Work to do: In the rows below, pick out every line that contains the string "wall" and copy it in full. Case counts.

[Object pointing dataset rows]
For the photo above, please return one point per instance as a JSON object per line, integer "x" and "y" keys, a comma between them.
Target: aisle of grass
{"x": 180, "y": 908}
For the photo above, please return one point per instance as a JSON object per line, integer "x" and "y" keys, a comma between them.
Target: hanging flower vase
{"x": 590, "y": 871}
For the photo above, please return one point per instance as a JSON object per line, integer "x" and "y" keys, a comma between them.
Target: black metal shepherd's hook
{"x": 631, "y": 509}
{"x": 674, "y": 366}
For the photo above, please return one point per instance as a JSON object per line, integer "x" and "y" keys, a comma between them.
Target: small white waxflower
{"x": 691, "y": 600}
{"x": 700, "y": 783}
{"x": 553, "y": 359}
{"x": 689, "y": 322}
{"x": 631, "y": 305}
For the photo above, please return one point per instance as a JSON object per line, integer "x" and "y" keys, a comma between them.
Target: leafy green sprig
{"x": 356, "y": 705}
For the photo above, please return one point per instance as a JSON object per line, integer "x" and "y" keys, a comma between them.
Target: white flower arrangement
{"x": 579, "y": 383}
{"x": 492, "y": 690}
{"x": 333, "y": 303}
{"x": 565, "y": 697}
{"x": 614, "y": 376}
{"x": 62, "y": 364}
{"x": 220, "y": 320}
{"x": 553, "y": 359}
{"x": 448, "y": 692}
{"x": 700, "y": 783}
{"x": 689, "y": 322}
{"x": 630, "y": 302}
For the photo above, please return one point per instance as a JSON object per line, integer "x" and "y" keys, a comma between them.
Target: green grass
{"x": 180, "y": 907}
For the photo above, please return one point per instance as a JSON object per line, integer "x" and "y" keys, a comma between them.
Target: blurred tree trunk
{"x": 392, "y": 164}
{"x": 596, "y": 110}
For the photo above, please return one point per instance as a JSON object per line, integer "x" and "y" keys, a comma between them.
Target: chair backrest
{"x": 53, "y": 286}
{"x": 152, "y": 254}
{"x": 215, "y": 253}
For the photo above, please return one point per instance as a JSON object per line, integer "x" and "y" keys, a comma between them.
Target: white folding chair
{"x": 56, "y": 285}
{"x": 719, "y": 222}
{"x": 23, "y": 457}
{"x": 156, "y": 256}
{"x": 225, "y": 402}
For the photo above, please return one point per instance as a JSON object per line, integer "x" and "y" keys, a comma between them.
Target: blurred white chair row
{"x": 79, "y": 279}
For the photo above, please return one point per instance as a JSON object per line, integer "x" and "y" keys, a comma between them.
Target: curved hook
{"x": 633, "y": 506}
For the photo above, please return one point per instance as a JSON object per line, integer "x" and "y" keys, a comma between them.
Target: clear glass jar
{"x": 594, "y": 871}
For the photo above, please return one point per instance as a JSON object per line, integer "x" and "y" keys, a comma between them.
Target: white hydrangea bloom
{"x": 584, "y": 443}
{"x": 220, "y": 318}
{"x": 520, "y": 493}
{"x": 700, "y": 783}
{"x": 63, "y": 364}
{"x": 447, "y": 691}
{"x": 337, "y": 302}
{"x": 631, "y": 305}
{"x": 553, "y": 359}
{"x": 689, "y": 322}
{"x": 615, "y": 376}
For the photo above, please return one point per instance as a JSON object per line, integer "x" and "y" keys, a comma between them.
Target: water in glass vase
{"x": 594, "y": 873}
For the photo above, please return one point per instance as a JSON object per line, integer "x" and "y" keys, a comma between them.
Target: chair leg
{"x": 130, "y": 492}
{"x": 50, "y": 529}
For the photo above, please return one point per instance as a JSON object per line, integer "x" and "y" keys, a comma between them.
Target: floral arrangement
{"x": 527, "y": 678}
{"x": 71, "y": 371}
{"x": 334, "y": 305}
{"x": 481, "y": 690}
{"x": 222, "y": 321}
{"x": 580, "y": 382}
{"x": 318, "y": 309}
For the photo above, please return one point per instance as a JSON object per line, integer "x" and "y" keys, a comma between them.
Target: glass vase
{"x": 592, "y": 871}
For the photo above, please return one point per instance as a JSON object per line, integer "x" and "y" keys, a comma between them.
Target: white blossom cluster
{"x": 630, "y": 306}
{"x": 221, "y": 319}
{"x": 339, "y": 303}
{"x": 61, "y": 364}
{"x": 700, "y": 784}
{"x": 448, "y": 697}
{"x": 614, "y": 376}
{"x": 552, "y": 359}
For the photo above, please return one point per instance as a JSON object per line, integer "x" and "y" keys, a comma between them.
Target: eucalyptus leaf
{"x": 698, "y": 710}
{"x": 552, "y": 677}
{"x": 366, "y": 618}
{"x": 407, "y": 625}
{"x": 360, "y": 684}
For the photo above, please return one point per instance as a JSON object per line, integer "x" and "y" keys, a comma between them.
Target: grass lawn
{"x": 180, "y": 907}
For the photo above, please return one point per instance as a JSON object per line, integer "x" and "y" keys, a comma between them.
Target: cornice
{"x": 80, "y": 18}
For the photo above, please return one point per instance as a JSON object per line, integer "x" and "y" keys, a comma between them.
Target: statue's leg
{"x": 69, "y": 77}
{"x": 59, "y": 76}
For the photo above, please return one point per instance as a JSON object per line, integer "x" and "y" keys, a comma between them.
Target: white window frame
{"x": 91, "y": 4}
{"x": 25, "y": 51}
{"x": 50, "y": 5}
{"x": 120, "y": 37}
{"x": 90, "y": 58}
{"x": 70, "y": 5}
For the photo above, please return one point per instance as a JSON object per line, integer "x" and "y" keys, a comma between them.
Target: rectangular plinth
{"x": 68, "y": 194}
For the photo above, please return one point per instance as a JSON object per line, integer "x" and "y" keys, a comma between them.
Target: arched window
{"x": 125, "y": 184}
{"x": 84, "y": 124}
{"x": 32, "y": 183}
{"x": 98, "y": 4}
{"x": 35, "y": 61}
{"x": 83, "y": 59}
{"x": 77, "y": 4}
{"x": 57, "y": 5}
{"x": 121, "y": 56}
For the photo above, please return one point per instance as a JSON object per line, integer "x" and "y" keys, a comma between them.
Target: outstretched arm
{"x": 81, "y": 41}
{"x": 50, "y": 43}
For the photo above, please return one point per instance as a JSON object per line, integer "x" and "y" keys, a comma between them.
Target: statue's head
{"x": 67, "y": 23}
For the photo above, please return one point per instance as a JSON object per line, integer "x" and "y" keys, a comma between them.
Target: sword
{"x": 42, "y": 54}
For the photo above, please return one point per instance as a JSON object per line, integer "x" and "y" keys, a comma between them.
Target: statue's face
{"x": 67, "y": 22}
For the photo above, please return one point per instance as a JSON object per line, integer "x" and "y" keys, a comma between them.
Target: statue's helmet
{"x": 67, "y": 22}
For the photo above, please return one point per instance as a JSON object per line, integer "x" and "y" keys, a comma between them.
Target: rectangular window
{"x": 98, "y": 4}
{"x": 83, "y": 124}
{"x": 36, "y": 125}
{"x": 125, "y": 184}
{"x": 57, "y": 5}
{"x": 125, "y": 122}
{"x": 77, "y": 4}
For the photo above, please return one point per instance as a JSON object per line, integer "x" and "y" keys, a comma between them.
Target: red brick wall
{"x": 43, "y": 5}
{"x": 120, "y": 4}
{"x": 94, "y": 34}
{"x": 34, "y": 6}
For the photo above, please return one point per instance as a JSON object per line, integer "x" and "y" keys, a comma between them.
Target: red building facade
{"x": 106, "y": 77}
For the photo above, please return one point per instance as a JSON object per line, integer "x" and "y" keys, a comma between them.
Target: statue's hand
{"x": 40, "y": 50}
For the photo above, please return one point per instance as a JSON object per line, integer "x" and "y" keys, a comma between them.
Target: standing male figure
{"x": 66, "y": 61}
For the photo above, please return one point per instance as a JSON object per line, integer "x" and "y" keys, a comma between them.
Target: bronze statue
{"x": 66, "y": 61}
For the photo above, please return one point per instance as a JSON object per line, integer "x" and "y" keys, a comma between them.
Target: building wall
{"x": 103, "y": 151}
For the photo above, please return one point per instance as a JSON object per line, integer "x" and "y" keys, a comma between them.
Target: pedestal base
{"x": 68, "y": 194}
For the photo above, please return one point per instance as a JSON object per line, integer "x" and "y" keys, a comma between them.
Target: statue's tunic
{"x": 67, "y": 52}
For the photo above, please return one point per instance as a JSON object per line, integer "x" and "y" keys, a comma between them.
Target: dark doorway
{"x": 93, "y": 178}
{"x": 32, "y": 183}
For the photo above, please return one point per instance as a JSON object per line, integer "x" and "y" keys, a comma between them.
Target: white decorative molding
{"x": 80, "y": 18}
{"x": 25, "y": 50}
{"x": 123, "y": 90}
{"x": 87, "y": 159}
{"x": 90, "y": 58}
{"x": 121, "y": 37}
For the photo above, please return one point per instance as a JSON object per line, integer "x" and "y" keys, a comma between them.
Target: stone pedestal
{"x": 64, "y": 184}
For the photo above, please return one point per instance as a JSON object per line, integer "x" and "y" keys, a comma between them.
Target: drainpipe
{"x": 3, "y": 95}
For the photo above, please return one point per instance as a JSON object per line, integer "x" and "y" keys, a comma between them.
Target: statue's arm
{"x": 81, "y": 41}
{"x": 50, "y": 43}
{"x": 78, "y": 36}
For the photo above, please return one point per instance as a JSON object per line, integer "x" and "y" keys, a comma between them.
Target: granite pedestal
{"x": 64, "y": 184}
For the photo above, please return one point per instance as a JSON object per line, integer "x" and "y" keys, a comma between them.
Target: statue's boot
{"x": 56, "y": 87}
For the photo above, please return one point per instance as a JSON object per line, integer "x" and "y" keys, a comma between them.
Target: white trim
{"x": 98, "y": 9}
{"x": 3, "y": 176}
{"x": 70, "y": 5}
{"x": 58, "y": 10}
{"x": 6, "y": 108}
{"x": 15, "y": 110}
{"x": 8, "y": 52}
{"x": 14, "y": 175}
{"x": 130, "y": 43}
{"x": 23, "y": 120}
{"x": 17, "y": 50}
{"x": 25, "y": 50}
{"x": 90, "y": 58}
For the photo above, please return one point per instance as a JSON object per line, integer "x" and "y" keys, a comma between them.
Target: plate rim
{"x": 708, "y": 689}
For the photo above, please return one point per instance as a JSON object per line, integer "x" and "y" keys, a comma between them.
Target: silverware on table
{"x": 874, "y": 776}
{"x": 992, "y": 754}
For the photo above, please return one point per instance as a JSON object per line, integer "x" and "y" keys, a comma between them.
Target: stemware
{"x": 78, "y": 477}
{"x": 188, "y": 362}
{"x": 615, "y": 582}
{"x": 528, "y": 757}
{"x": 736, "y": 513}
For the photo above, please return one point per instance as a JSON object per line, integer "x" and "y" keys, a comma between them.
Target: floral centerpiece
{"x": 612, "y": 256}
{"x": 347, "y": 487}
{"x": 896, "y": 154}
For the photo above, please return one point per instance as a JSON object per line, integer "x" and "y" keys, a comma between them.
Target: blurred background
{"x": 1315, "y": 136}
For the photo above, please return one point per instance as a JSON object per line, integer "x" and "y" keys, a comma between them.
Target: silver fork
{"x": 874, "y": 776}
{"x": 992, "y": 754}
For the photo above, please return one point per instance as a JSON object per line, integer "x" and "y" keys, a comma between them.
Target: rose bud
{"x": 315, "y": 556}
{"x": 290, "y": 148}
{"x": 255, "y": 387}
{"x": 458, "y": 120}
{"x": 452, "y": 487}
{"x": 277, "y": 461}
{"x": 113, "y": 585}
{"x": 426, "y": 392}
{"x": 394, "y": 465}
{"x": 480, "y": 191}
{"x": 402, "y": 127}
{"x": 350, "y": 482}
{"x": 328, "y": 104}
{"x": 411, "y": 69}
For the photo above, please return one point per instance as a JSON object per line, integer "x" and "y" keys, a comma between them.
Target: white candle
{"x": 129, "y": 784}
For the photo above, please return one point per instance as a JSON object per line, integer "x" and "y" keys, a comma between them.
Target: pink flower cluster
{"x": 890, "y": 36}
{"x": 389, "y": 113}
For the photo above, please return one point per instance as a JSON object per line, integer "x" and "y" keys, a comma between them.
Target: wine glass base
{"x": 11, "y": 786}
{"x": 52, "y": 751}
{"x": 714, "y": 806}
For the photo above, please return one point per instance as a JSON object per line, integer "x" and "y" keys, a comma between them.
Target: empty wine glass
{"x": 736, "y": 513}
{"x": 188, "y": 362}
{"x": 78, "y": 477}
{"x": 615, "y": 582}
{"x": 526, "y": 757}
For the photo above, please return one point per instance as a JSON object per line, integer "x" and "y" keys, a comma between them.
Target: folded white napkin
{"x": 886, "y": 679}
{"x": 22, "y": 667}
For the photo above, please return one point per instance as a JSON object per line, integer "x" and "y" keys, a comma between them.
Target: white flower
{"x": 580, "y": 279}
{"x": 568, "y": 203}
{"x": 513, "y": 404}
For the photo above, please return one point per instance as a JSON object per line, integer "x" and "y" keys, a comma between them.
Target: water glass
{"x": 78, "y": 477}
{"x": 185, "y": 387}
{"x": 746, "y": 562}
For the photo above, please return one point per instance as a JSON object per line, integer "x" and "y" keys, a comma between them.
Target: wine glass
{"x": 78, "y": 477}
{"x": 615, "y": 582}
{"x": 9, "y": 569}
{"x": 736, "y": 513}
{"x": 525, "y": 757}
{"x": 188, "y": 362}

Worked solution:
Target: red brick wall
Target: building wall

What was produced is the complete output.